Task to complete
Copy each line of the entries that contains the word "written".

Material provided START

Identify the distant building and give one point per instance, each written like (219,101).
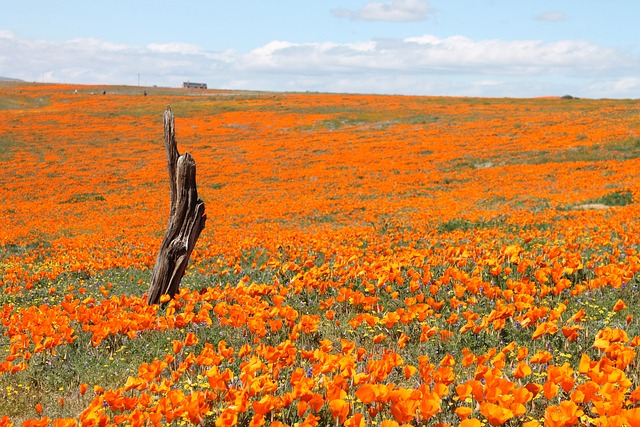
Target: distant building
(191,85)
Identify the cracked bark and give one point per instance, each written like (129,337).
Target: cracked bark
(186,219)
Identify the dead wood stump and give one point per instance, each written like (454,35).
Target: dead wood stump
(186,218)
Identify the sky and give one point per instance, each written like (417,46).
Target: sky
(491,48)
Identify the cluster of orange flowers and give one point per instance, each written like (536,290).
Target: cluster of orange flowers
(367,259)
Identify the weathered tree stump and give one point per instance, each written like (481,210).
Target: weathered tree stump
(186,218)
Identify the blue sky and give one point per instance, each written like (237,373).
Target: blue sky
(497,48)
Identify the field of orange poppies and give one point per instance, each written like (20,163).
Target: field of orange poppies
(367,260)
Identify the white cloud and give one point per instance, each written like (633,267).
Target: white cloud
(423,65)
(554,16)
(394,11)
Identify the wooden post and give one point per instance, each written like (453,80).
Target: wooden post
(186,218)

Material provided END

Solution to this task
Identify the distant building and give one point per instance, each written like (219,101).
Identify the cracked bark and give one point per instance, each written like (129,337).
Identify the dead wood stump and give one point per instance, each written like (454,35).
Identify the sky and give one point per instance, each written like (417,46).
Identify the cluster of orange flowers and give one point per instance, each written like (536,290).
Identify the weathered tree stump and give one point per instance, each written like (481,210).
Identify the blue sky and give one point per instance, each written like (237,373).
Identify the field of orange poppies and give one point per instance, each written like (20,163).
Identify the white cloud and give one point per instance, each written like (633,267).
Identify the wooden post and give one point per instance, each written like (453,80).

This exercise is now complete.